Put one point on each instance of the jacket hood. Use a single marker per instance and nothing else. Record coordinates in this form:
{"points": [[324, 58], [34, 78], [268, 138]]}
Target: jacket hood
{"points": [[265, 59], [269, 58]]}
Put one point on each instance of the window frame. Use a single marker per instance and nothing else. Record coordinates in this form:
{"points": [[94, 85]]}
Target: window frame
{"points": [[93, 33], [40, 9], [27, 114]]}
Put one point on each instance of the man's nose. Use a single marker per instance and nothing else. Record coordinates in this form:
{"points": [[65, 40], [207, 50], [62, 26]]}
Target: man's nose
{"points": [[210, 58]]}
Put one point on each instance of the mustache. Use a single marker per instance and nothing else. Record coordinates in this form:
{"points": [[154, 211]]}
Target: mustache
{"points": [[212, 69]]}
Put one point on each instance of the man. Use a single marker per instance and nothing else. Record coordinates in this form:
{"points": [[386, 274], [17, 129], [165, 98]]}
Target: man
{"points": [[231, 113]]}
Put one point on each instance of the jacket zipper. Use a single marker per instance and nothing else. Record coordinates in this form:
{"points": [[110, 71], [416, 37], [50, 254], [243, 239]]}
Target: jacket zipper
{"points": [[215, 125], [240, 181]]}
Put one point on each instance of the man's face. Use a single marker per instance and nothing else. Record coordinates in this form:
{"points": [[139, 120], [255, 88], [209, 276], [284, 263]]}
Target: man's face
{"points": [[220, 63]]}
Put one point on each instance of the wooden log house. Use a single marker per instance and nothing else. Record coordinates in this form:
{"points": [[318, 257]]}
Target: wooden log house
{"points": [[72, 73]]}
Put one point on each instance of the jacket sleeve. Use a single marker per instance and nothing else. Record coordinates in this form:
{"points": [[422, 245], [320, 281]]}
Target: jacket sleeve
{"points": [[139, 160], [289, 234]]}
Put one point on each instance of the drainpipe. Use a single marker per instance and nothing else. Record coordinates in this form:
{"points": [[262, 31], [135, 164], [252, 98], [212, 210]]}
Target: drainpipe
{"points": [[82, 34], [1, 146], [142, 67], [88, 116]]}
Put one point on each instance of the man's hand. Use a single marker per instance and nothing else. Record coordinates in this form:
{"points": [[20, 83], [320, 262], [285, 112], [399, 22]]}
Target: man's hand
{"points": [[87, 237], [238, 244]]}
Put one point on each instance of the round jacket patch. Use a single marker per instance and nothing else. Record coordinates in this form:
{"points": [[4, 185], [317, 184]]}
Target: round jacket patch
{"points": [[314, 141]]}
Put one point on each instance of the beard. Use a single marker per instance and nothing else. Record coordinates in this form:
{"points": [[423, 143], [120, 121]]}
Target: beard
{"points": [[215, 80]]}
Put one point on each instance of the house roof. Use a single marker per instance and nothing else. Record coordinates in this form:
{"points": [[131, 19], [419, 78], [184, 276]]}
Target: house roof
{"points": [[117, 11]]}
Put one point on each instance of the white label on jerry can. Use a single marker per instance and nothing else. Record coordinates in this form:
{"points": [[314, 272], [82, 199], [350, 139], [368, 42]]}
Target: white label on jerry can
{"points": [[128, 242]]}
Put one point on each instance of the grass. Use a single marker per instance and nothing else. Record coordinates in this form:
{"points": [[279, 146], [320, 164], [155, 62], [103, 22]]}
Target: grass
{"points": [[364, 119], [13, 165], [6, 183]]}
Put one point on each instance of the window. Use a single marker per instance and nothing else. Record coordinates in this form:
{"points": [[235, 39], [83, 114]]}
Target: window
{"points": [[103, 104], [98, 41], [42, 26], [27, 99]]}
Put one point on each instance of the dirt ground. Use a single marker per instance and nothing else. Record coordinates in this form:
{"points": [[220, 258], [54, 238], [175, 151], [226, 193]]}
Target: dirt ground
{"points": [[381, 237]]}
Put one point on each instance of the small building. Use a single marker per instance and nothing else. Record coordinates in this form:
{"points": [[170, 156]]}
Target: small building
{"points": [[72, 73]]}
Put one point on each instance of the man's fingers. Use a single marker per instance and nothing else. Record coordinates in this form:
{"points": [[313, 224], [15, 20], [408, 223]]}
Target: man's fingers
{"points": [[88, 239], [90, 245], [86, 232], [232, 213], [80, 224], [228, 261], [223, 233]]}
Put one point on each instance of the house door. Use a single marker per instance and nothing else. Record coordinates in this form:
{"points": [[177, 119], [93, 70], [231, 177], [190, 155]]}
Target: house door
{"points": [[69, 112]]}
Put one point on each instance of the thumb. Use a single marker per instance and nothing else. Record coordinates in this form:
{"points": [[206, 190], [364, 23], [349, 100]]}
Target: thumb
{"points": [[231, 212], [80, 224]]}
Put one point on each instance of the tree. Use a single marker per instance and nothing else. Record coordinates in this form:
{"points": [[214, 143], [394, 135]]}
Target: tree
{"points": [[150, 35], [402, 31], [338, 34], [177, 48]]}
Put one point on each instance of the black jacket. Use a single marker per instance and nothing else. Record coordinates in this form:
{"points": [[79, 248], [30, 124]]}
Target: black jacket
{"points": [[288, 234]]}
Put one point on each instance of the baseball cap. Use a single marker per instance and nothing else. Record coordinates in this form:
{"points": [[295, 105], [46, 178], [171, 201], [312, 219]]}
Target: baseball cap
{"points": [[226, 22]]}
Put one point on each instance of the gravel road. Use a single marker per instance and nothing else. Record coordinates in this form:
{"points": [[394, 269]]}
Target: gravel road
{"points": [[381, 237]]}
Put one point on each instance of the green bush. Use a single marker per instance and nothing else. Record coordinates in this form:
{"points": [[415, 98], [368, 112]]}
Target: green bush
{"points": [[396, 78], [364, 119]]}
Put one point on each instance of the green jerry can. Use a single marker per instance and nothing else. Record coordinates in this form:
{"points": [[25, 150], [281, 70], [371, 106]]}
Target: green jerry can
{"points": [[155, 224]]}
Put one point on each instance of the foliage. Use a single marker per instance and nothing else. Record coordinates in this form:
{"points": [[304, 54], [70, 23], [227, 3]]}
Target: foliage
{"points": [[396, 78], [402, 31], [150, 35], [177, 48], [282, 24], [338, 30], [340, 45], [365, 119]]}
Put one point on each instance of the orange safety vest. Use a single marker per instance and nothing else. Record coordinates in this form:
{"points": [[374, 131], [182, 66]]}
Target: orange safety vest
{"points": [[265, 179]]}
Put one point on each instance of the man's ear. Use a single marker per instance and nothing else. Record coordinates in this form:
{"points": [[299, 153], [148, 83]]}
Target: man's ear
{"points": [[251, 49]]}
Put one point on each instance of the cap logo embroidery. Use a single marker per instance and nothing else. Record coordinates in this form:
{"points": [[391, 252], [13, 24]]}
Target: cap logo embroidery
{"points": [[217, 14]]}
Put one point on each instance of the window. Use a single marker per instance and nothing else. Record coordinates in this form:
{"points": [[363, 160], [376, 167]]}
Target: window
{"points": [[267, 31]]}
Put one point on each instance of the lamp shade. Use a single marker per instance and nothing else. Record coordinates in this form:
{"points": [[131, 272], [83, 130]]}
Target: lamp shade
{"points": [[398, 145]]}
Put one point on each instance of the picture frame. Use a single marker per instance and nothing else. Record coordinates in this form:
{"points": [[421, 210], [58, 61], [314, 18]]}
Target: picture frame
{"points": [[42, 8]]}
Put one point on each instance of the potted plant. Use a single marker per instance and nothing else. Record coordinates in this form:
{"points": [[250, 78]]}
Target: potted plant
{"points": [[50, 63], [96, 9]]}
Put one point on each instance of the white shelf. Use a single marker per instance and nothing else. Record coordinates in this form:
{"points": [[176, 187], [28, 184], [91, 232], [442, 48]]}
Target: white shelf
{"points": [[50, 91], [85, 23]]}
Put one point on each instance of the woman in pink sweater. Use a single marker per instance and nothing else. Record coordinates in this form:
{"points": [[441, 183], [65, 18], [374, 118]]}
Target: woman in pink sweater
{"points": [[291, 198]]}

################

TASK TO COMPLETE: Exactly the lines from the one holding "Target: white shelf" to the final line of the listing, both included, must make up the answer.

ANSWER BOX:
Target: white shelf
{"points": [[50, 91], [85, 23]]}
Put one point on each instance of the woman in pink sweater. Use a single marker per instance and nothing else. Record coordinates in this form:
{"points": [[441, 183], [65, 18], [374, 118]]}
Target: woman in pink sweater
{"points": [[291, 198]]}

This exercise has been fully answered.